*TEXTO DEL DOCUMENTO*:
.....

La Voz de Asturias

Lavapiés: una visión de primera mano

Opinión

David M. Rivas

20 Mar 2018. Actualizado a las 05:00 h.

Me cogen los conflictos de Lavapiés en Argañosu, en mi casa del concejo de Villaviciosa, pero también tengo casa en ese barrio, donde vivo la tercera parte del año. La noche del jueves hubo altercados de cierta envergadura en Lavapiés, en Madrid. Nada parece muy claro pero lo cierto es que un mantero senegalés, Mame Ndiaye, murió de un infarto en el barrio en el que vivía. Unos dicen que la policía municipal lo perseguía, mientras que el ayuntamiento, de Podemos, niega ese extremo. No obstante algunos concejales de este grupo lo califica como «una víctima del capitalismo», en frase estúpida donde las haya, salvo que nos definan como víctimas a todos los que no formamos parte del 0,05 de los dominantes o que para ser víctima haya que morir. Pero sentémonos a pensar con los menos prejuicios posibles.

Conozco Lavapiés muy bien desde finales de los setenta, siendo estudiante. Viví allí toda una década, desde mediados de los ochenta a mediados de los noventa. Regresé a una buhardilla ya en el 2000, cuando Madrid para mí solo era residencia cuatro meses al año y los otros ocho Asturias, como lo sigue siendo. Pero, en total, hablo de cuarenta años. Vi transformarse el barrio desde el casticismo al multiculturalismo, viví la gentrificación, la eclosión cultural y también la dicotomía social que hoy padece. Colaboré con su asociación de vecinos y con sus asociaciones culturales, y lo sigo haciendo. Sé de qué hablo.

Lavapiés no es un barrio, sino dos. Las calles de Lavapiés y Ave María, que confluyen el la plaza, separan, utilizando la terminología de la estructura económica, un Lavapiés del norte y un Lavapiés del sur. El del norte tiene su calle principal en Argumosa, donde yo vivo. En su perímetro están el Museo Reina Sofía, la Casa Encendida, la Cultural Tabacalera, el Circo Price y el Centro Dramático Nacional. Es uno de los principales centros culturales de la ciudad. En mi calle no hay conflictos, pasaría por un bulevar parisino, no hay infravivienda, la renta media es de las más altas de Madrid, los inmigrantes sólo gestionan fruterías y bares exóticos y el gintonic cuesta siete euros. El Lavapiés del sur representa todo lo contrario: marginación, población sin papeles, conflictos entre la población de siempre y la recién llegada, tráfico de droga, economía irregular, choques entre mafias...

.....

*PROBLEMA PLANTEADO 1*:
Responde estas preguntas sobre el artículo de opinión sobre Lavapiés:
(a) ¿De qué murió el mantero senegalés Mame Ndiaye?
(b) ¿Cuántos años en total dice quien escribe que lleva conociendo el barrio?
(c) ¿Cuánto cuesta el gintonic en la calle donde vive quien escribe?
*PROBLEMA PLANTEADO 2*: Resume en dos oraciones el artículo de opinión sobre Lavapiés.
*PROBLEMA PLANTEADO 3*: Prolonga el artículo de opinión sobre Lavapiés a partir de su última oración.

*EXTRACTOS DEL CONJUNTO*:
.....

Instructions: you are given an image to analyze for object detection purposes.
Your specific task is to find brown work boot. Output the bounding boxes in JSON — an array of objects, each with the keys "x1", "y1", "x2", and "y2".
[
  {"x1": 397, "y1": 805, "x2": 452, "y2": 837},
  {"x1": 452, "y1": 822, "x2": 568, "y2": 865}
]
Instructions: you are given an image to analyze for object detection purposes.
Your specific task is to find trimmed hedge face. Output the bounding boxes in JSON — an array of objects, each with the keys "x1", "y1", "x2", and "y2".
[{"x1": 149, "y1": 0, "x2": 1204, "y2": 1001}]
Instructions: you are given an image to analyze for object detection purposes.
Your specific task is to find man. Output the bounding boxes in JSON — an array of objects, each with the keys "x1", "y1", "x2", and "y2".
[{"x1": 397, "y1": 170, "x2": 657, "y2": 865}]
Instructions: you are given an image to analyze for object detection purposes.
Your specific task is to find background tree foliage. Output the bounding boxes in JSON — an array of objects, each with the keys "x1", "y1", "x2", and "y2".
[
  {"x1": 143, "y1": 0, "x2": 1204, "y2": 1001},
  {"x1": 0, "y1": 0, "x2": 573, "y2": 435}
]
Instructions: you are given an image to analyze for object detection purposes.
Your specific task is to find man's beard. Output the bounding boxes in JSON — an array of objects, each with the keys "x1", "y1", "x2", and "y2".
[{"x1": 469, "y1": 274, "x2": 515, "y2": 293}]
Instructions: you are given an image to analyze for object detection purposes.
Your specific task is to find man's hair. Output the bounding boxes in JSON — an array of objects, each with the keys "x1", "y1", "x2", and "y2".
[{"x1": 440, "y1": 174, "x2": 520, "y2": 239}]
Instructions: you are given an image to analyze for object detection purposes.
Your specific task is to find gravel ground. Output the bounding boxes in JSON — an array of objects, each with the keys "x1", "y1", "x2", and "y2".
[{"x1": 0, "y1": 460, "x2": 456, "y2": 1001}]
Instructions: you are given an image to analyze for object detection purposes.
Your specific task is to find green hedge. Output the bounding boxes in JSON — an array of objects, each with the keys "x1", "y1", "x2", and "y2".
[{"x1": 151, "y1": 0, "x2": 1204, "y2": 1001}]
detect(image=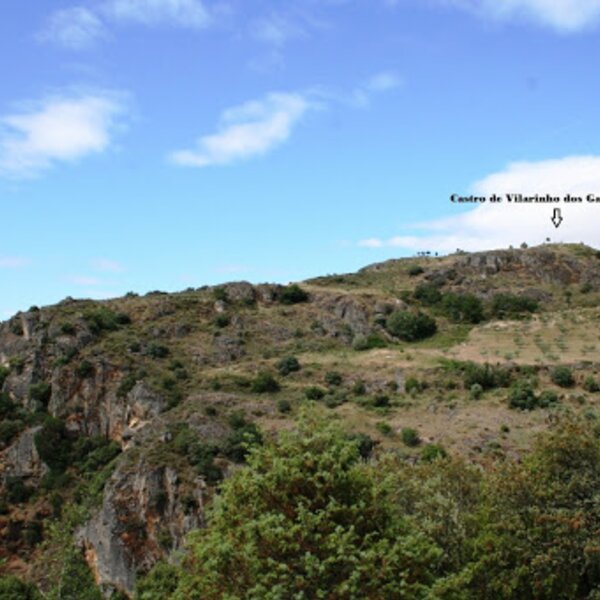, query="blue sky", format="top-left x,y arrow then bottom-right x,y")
0,0 -> 600,319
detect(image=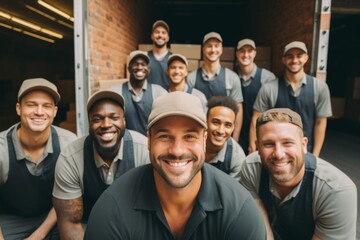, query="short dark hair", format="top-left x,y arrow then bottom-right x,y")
206,96 -> 239,117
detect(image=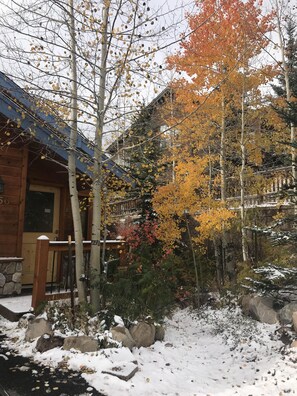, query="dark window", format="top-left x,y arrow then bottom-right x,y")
24,191 -> 55,232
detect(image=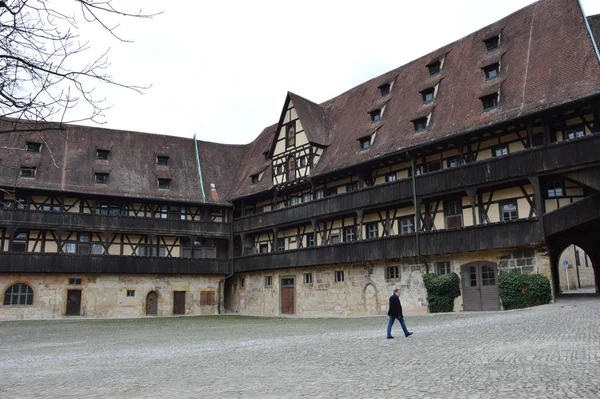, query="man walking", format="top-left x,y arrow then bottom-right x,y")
387,288 -> 412,339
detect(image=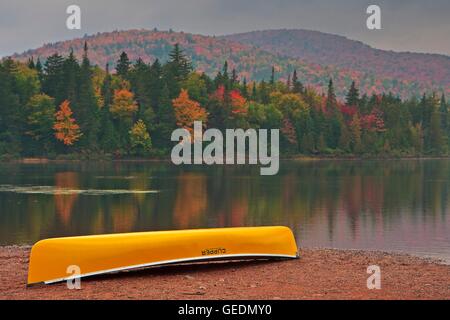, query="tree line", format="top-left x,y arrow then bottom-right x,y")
0,43 -> 450,158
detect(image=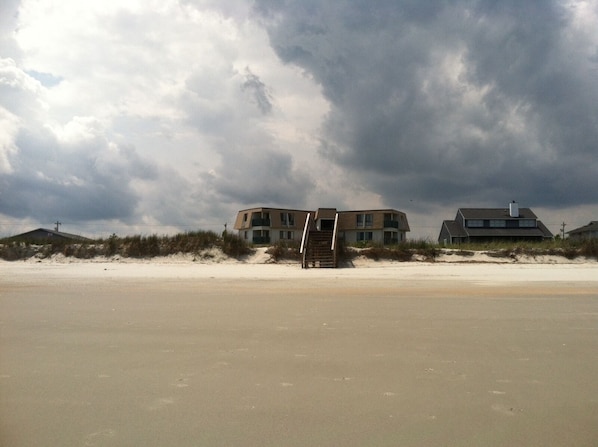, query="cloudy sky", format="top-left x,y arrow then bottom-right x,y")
0,0 -> 598,240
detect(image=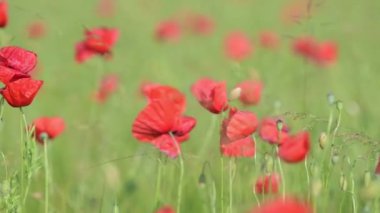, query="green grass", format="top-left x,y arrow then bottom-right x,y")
0,0 -> 380,213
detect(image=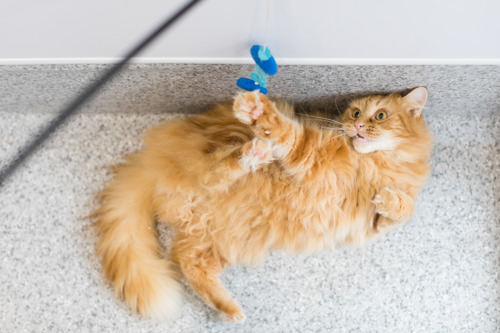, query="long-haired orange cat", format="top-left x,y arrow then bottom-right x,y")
94,87 -> 432,321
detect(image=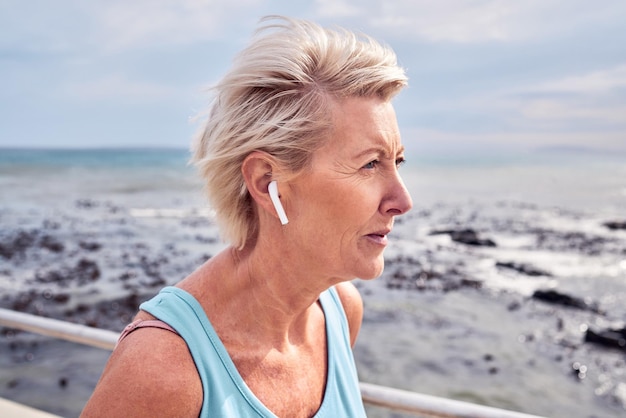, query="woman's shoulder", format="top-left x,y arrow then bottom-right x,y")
82,320 -> 202,417
335,282 -> 363,346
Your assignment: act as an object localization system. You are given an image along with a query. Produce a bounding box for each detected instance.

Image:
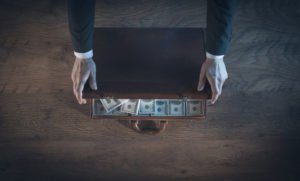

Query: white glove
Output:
[197,58,228,104]
[71,58,97,104]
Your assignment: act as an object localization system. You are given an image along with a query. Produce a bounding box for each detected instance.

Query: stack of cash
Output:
[93,98,204,116]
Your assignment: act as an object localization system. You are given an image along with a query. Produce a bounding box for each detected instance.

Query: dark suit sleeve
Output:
[68,0,96,53]
[206,0,236,55]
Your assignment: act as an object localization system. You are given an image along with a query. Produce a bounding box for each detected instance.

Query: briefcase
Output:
[83,28,211,131]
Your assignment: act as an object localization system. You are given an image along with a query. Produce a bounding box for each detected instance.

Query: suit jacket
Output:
[68,0,236,55]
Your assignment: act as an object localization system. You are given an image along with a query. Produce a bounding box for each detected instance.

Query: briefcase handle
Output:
[130,120,168,134]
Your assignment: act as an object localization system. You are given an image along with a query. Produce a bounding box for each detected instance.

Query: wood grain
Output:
[0,0,300,181]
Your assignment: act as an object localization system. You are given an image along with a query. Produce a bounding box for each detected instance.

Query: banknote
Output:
[139,99,155,115]
[93,99,112,115]
[100,98,128,112]
[186,99,204,116]
[169,99,185,116]
[153,99,169,116]
[111,106,127,116]
[121,99,140,115]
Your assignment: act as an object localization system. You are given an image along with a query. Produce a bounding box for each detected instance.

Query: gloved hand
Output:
[197,58,228,104]
[71,58,97,104]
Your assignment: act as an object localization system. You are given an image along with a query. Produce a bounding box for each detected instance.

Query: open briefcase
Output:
[83,28,211,131]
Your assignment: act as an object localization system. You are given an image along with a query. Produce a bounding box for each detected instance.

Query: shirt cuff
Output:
[206,52,224,59]
[74,50,93,59]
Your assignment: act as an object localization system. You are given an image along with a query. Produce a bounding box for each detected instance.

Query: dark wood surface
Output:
[0,0,300,181]
[84,28,211,99]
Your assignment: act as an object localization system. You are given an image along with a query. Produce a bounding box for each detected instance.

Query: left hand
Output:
[197,58,228,104]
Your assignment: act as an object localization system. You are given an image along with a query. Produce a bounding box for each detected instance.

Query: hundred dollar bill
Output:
[139,99,155,115]
[186,99,203,116]
[111,106,127,116]
[93,99,111,115]
[169,99,185,116]
[153,99,169,116]
[100,98,128,112]
[121,99,140,115]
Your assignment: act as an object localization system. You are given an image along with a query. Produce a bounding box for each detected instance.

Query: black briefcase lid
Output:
[83,28,211,99]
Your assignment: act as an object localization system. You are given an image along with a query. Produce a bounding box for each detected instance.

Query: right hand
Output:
[197,58,228,104]
[71,58,97,104]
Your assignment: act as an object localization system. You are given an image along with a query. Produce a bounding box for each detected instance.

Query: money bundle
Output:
[154,99,169,116]
[93,98,205,116]
[186,99,204,116]
[139,99,155,115]
[121,99,140,115]
[100,98,128,112]
[169,99,185,116]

.....

*RESULTADO ESPERADO 1*:
(a) De un infarto.
(b) Cuarenta años.
(c) Siete euros.

*RESULTADO ESPERADO 2*: Tras la muerte por infarto del mantero senegalés Mame Ndiaye y los altercados en Lavapiés, quien escribe, que conoce el barrio desde hace cuarenta años y colabora con sus asociaciones, invita a pensar con los menos prejuicios posibles. Sostiene que Lavapiés son dos barrios: uno al norte, cultural, sin conflictos y de renta alta, y otro al sur marcado por la marginación, la población sin papeles, el tráfico de droga y los choques entre mafias.

*RESULTADO ESPERADO 3*:
En Lavapiés, en general, no hay racismo. Pero se aprecia un notable clasismo de los progres ricos a los que les encanta eso de la multiculturalidad pero que nada comparten con los inmigrantes. Y en Madrid, como en toda España, es el clasismo el factor dominante. Pero resulta que los nuevos y jóvenes vecinos tampoco comparten nada con los vecinos de toda la vida, que acaban siendo expulsados por las exigencias económicas de las nuevas comunidades de propietarios de cada edificio, con rentas mucho más altas.

La respuesta del jueves por la noche, los sucesos del viernes por la mañana y la manifestación de la tarde del mimo viernes, «contra el racismo institucional», hay que saber interpretarlos.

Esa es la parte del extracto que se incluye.